**Page**

★ ★ ★

# Beef Wellington



## ChileRelleno (Jul 7, 2012)

Beef Wellington.
A bit labor intensive, but well worth it, time well spent.

I've learned that the three primary ingredients are all very important and worth every effort to do right.
The Beef needs to be a center cut of tenderloin for it to be an even thickness and tender as butter.
When you sear the beef have that pan smoking hot and use minimal oil.
The Duxelles need to be minced pretty fine, all the liquid cooked or squeezed out and it should have a thick, pasty consistency.
And lastly you should utilize an All-Butter puff pastry and keep it cold, work fast and re-chill as needed.

I also learned that corners can be cut and many liberties taken with the recipe, and still you can turn out a delicious entree.
Crepes, store bought crepes are great for easing the work load.
Pate is nice, but not absolutely needed.

*The Menu*
Beef Wellington
Grilled Vegetables
Mashed Potatoes with Gravy
Strawberries-n-Cream Crepes

*Beef Wellington*
Heavy on the salt-n-pepper.










In a smoking hot CI pan, get a good sear and then back into the fridge to cool.
You can brush the tenderloin with a good mustard if you wish.










Make your Duxelles.
Saute .5c of minced shallots and 2T of minced garlic in 3T of butter till opaque.
Add in 1lb of minced shrooms, 2T chopped thyme leaves, generously salt them and add .5t white pepper and saute over med-high heat, stirring often till the shrooms release their liquid and then cook off the liquid.
Add a little white wine and cook that off.
Let cool in the fridge.




























Lay down your crepes.
Add thin layer of pate, or thin sliced dry cured ham like Parma or Prosciutto.
Atop that a thin layer of Duxelles.
Then lastly your tenderloin.
Roll like a burrito, wrap in plastic wrap and chill at least an hour to set.










Roll out your puff pastry with plenty of extra, paint with egg wash.
Place your 'Burrito' on the pastry and cover it, roll it, whatever, ideally you want the seams on the bottom.
Trim the edges close, avoid double layers of pastry dough as much as possible,
Seal the edges well, no holes, and egg wash the whole thing.
Add a lattice work covering if you wish, or just add some decorative slits on the top.



















Into a preheated 400° oven, cook until the IT of the beef is 115°-125°, however done you desire.

★ ★ ★

**Provided information**
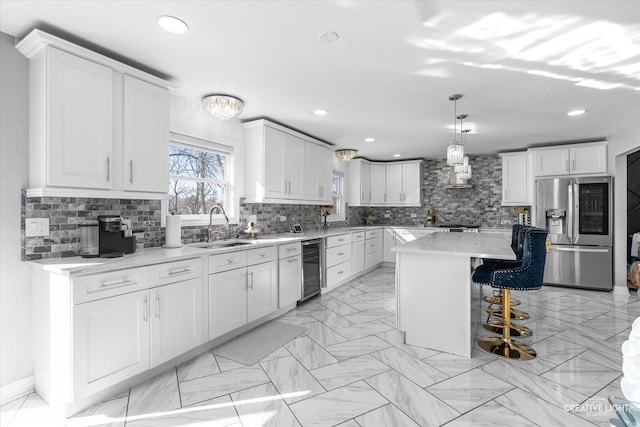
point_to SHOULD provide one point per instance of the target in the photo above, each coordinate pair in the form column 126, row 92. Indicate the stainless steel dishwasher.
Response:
column 311, row 268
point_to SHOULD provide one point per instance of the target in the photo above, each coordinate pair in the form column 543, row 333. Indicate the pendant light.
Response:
column 455, row 150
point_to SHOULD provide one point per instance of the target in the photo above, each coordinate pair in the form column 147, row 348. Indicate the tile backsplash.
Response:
column 478, row 205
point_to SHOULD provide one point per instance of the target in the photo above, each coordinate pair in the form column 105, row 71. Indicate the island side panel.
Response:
column 434, row 301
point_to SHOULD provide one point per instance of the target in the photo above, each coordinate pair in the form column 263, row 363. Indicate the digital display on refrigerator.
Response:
column 593, row 208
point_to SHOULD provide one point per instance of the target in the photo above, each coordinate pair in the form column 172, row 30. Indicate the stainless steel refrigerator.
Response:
column 578, row 214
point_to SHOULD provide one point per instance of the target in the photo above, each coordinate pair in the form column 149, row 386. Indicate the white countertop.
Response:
column 78, row 266
column 481, row 245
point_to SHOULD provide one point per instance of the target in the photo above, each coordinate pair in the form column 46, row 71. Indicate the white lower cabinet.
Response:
column 227, row 301
column 241, row 295
column 289, row 274
column 99, row 327
column 176, row 319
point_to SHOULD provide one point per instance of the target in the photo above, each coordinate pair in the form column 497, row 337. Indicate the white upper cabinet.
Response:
column 378, row 184
column 71, row 122
column 282, row 166
column 576, row 159
column 383, row 184
column 146, row 136
column 516, row 180
column 96, row 124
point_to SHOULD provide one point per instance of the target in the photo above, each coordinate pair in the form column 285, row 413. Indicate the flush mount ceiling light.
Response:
column 223, row 106
column 346, row 154
column 173, row 25
column 455, row 150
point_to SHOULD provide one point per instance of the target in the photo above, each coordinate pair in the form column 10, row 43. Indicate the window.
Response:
column 337, row 198
column 198, row 179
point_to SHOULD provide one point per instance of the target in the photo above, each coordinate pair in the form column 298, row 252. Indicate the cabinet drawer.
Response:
column 259, row 255
column 289, row 249
column 357, row 236
column 176, row 271
column 372, row 234
column 227, row 261
column 97, row 286
column 338, row 240
column 372, row 245
column 338, row 273
column 338, row 254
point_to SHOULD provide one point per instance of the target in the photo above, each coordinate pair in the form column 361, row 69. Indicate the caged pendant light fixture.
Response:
column 455, row 150
column 223, row 106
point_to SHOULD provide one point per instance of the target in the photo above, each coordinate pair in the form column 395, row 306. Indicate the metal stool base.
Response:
column 515, row 330
column 515, row 314
column 507, row 348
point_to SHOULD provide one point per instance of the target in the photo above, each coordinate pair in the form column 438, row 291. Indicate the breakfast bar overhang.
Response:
column 437, row 303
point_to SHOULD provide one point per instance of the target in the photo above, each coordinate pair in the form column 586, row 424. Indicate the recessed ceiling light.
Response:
column 329, row 36
column 173, row 25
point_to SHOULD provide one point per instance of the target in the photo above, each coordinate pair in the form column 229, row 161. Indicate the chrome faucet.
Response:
column 210, row 228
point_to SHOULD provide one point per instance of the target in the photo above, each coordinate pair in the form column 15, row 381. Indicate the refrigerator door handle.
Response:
column 570, row 213
column 573, row 249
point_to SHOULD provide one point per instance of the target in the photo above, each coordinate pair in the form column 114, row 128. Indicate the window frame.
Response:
column 205, row 145
column 341, row 215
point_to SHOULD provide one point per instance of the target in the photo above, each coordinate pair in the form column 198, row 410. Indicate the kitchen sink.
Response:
column 223, row 244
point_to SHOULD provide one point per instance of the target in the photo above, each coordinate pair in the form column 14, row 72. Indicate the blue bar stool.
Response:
column 524, row 274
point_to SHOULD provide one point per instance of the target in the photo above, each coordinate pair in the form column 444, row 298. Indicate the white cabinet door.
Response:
column 325, row 175
column 262, row 296
column 394, row 184
column 110, row 341
column 227, row 301
column 176, row 319
column 311, row 171
column 357, row 257
column 378, row 184
column 276, row 183
column 552, row 161
column 411, row 184
column 294, row 154
column 365, row 176
column 146, row 137
column 79, row 144
column 389, row 242
column 589, row 159
column 515, row 190
column 290, row 280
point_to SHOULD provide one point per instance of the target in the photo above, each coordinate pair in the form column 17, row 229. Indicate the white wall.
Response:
column 623, row 142
column 15, row 276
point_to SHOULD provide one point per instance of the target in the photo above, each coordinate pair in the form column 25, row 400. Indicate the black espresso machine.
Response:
column 114, row 239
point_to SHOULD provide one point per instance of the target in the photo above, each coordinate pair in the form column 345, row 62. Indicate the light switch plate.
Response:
column 36, row 227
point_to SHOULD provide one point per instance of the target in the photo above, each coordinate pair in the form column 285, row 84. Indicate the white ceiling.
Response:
column 521, row 65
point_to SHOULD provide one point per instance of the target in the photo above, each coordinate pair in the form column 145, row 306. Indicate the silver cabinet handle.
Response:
column 108, row 283
column 179, row 271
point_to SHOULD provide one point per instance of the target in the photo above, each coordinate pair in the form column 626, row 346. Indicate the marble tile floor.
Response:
column 351, row 368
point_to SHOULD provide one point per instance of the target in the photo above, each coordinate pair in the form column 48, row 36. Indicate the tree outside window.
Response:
column 197, row 179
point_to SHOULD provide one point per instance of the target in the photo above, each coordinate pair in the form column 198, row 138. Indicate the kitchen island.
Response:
column 437, row 303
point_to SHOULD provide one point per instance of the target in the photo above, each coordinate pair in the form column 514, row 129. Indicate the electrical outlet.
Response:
column 36, row 227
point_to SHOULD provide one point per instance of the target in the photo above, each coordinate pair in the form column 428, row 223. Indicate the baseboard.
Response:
column 17, row 389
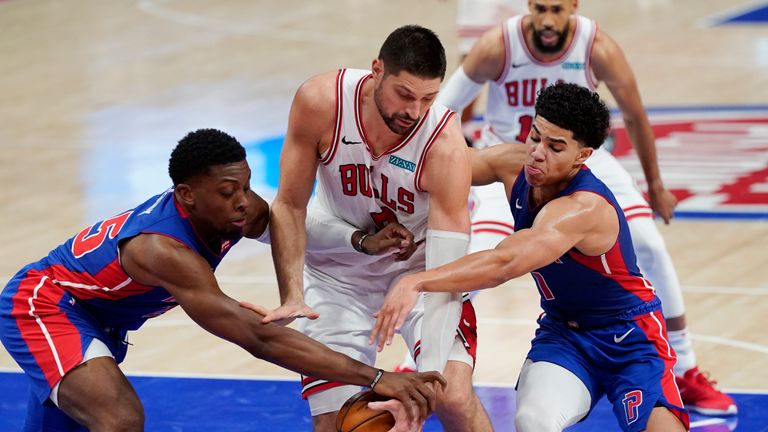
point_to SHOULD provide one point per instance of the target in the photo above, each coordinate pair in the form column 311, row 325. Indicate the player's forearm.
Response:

★ ★ ★

**Written tasks**
• a. For each statement, say whether it agrees with the Beef Wellington post, and quote the words that decide it: (i) Pate is required for the dish. (ii) After searing, the beef goes back into the fridge to cool. (iii) The rolled, plastic-wrapped beef should chill for at least two hours.
• b. List every dish on the menu in the Beef Wellington post.
• c. Carry on the Beef Wellington post from its last sentence.

**Results**
• a.
(i) No: "Pate is nice, but not absolutely needed."
(ii) Yes: "get a good sear and then back into the fridge to cool."
(iii) No: "chill at least an hour to set."

• b.
Beef Wellington
Grilled Vegetables
Mashed Potatoes with Gravy
Strawberries-n-Cream Crepes

• c.
Pull it 5°-10° before your target temp as the IT will continue to rise.



















*The Gravy*
The gravy gets an honorable mention here, it was really good.
That CI pan you seared the beef in, deglaze it with a bit of white wine.
Add in 4c of chicken stock, stir and bring to a slow boil.
Transfer to a small sauce pan, strain through a tight sieve or cheesecloth.
Return to a rolling boil and reduce down to about 3/4c.
Add in 3T of butter, a pinch of pepper and enough corn starch/water mix to attain your desired thickness.

*The Finale*










*Strawberries-n-Cream Crepes*
So easy and so good.


----------



## Boat-Dude (Sep 24, 2011)

Amazing, dude you love to cook, it's time to open a restaurant. I would eat there once a week.


----------



## ChileRelleno (Jul 7, 2012)

Boat-Dude said:


> Amazing, dude you love to cook, it's time to open a restaurant. I would eat there once a week.


Thank you very much.
No sir, no restaurant.


----------



## Wood Guy (Jul 6, 2019)

Dam, you got skills!!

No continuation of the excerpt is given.